=== SOURCE TEXT ===

Unless widespread, quick tests for the novel coronavirus become available in the near future, league officials can’t see a way to resume play and ensure safety for all involved.

“It is clear that the NBA is angling to set up a deal that enables them to shut the season down,” Windhorst said. “They don’t have to do that yet. The way they’re negotiating, they’re leaving an option either way. But they’re not having talks about how to restart the league. They’re having financial talks about what would happen if the season shuts down. I think there’s a significant amount of pessimism.”

Bulls Notes: Markkanen, Porter, Boylen, White

Bulls power forward Lauri Markkanen was unhappy with the direction of the offense under coach Jim Boylen and his role in it, according to Joe Cowley of the Chicago Sun-Times. Markkanen’s frustration had reached a point where he’d rather be dealt if organization changes weren’t made, Cowley continues. It’s possible the new front office executive — the Bulls are lining up interviews with candidates — could look to trade Markkanen if they feel the relationship is beyond repair, Cowley adds.

We have more on the Bulls:

  • Within that same story, Cowley writes that the Bulls are keeping a close eye on the Heat. In addition to seeking an interview with Miami’s assistant GM Adam Simon, Chicago has also considered emulating the Heat’s front office structure, and has done homework on free agents like Goran Dragic and Derrick Jones.
  • Otto Porter Jr. will likely be in a lame duck situation as the team’s small forward next season, Cowley writes in a separate story. Porter will surely exercise his $28.5MM option for next season after an injury-plagued campaign and his salary will come off the books just in time for the much-anticipated 2021 free-agent class. Boylen has even hinted he might have Porter come off the bench next season.
  • Boylen’s future with the organization will be determined by the lead executive the Bulls hire, K.C. Johnson of NBC Sports Chicago reports. Boylen has the support of COO Michael Reinsdorf and executive VP John Paxson but a desire of the new executive to hire his own coach wouldn’t be a deal-breaker, Johnson continues, confirming one of his earlier stories. While Reinsdorf has been handling the search, Paxson has been a driving force on the need for change and a more modern front office, Johnson adds.
  • The team’s ceiling for next season with its current group is a low-end playoff seed unless 2019 lottery pick Coby White develops rapidly, Kevin Pelton of ESPN opines. White needs to emerge as a knockdown shooter, something he flashed late in the season.  It’s unlikely the new executive will pursue an extension with Markkanen, but if he bounces back and breaks out, the Bulls can still benefit by utilizing his “relatively modest” $20.2MM cap hold as he enters restricted free agency, Pelton adds.

International Notes: Beaubois, Spain, Nurse, James

Anadolu Efes of Turkey and former NBA guard Rodrigue Beaubois have reached a contract extension agreement until 2022, Sportando’s Dario Skerletic relays via Israeli reporter Roi Cohen. Beaubois played four seasons for Dallas from 2009-13. This season, the French guard averaged 11.1 PPG over 43 games.

We have more news from around the basketball world:

  • Spain’s ACB league has been suspended indefinitely, according to Sportando’s Emiliano Carchia. Play was already suspended until April 24th due to the coronavirus outbreak in the country. The league’s teams will decide how to proceed n the upcoming weeks.
  • Raptors coach Nick Nurse remains fully committed to coaching Team Canada in Tokyo Olympic qualifiers, Josh Lewenberg of TSN Sports tweets. Nurse is “really excited” about it and hopes the Olympics, rescheduled for next summer, can go forward as planned.
  • A trio of former NBA players heads the list of the best players in Europe, according to Jeff Greer of The Athletic. A survey of 21 coaches and players overseas choose former Phoenix and New Orleans guard Mike James as the top player in Europe this season in a close votes. Guard Shane Larkin and forward Nikola Mirotic tied for the second-most votes. Maccabi Tel Aviv forward Deni Avdija, a likely top-10 pick in this year’s draft, is considered the top international NBA prospect.

===

PROBLEMS TO WORK ON –
1. In the basketball news text, until what year does Rodrigue Beaubois's contract extension with Anadolu Efes run?
2. In the basketball news text, rewrite the part that opens with the words containing "Bulls power forward" and closes with "repair, Cowley adds.", changing "unhappy" to "dissatisfied".

=== GIVEN INFORMATION ===

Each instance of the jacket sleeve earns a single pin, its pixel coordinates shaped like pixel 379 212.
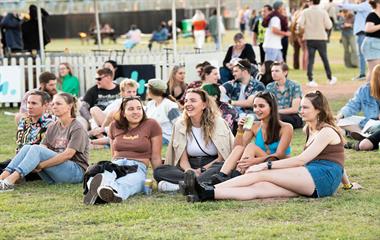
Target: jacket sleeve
pixel 354 105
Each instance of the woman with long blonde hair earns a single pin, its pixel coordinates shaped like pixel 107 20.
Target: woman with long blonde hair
pixel 200 141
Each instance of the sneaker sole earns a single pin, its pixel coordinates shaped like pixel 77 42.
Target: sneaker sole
pixel 108 195
pixel 92 193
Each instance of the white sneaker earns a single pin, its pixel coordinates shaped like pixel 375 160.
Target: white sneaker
pixel 333 80
pixel 165 186
pixel 312 84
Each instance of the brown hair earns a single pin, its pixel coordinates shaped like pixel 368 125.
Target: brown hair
pixel 172 82
pixel 209 115
pixel 70 99
pixel 375 82
pixel 325 116
pixel 121 121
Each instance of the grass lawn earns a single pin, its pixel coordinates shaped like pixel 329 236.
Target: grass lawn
pixel 39 211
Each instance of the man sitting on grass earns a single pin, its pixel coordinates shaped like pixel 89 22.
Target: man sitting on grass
pixel 31 128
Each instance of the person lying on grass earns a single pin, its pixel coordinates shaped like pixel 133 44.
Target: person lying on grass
pixel 62 156
pixel 135 140
pixel 316 172
pixel 272 137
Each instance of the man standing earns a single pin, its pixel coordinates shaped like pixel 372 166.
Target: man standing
pixel 273 35
pixel 241 90
pixel 314 21
pixel 31 128
pixel 362 9
pixel 101 95
pixel 48 84
pixel 288 94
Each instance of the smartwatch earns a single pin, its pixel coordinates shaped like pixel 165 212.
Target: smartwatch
pixel 269 164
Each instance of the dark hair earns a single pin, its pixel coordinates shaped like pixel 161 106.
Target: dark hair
pixel 274 125
pixel 122 122
pixel 70 99
pixel 325 116
pixel 104 71
pixel 373 3
pixel 244 65
pixel 206 71
pixel 269 7
pixel 238 36
pixel 112 62
pixel 160 93
pixel 46 77
pixel 283 65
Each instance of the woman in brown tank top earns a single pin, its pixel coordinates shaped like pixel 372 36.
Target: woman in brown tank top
pixel 316 172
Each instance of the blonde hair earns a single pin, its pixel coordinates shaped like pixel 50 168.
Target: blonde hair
pixel 127 82
pixel 375 82
pixel 209 115
pixel 172 81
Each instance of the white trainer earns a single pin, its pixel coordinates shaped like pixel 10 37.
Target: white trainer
pixel 164 186
pixel 312 84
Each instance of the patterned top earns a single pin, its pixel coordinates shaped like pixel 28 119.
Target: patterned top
pixel 285 98
pixel 229 113
pixel 31 133
pixel 233 88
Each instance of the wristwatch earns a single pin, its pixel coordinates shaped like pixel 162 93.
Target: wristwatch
pixel 269 164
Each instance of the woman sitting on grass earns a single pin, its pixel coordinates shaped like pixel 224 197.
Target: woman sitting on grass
pixel 63 153
pixel 135 140
pixel 315 173
pixel 200 141
pixel 272 137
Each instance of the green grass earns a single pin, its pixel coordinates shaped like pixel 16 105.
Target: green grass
pixel 37 210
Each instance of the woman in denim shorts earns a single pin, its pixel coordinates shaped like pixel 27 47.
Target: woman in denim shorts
pixel 316 172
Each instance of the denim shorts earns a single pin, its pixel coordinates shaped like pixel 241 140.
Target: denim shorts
pixel 371 48
pixel 326 175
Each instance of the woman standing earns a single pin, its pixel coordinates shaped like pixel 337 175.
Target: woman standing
pixel 135 141
pixel 201 140
pixel 318 169
pixel 162 108
pixel 62 156
pixel 67 82
pixel 176 83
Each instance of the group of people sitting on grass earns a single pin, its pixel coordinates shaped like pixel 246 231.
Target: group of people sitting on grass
pixel 224 141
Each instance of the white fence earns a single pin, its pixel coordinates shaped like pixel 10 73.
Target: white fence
pixel 84 66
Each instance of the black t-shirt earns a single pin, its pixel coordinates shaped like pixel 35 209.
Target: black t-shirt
pixel 372 17
pixel 101 97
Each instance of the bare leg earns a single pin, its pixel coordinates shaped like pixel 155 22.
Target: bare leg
pixel 255 191
pixel 296 179
pixel 366 145
pixel 98 115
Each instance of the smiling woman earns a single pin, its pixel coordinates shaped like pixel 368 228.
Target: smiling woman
pixel 200 141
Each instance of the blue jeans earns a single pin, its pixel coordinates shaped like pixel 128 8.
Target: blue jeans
pixel 359 40
pixel 28 158
pixel 132 183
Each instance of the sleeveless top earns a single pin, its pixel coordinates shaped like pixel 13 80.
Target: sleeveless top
pixel 259 141
pixel 332 152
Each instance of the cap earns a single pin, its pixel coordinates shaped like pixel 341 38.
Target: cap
pixel 157 84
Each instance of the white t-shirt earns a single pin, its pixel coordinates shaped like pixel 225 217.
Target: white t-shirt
pixel 165 114
pixel 192 147
pixel 114 106
pixel 272 40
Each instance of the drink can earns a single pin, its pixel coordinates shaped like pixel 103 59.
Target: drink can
pixel 148 186
pixel 248 122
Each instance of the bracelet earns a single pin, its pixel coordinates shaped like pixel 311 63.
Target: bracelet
pixel 347 186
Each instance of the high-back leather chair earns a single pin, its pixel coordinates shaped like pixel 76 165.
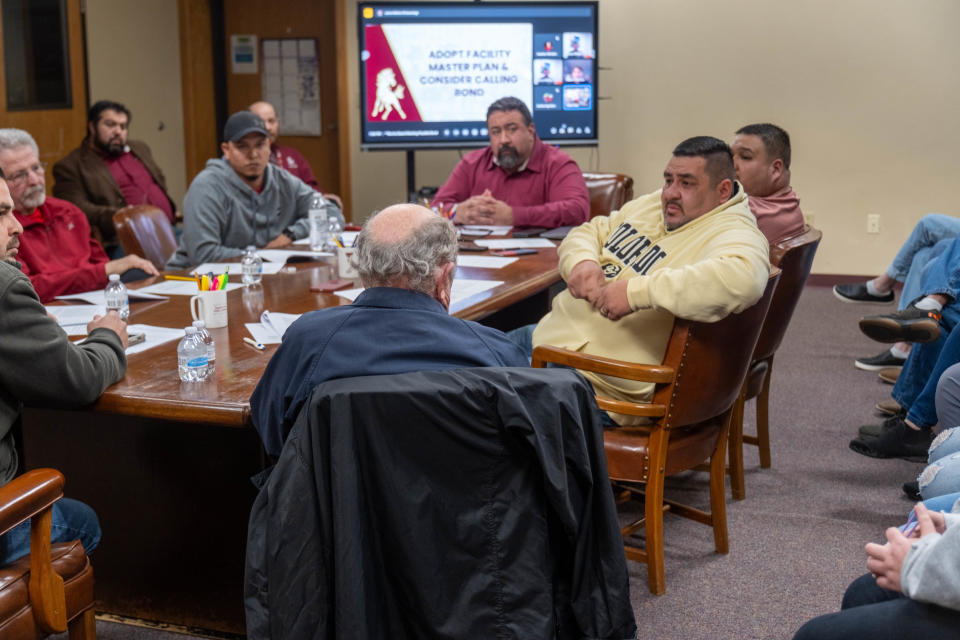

===

RESULTS BY TASK –
1. Until 2022.

2.
Bulls power forward Lauri Markkanen was dissatisfied with the direction of the offense under coach Jim Boylen and his role in it, according to Joe Cowley of the Chicago Sun-Times. Markkanen’s frustration had reached a point where he’d rather be dealt if organization changes weren’t made, Cowley continues. It’s possible the new front office executive — the Bulls are lining up interviews with candidates — could look to trade Markkanen if they feel the relationship is beyond repair, Cowley adds.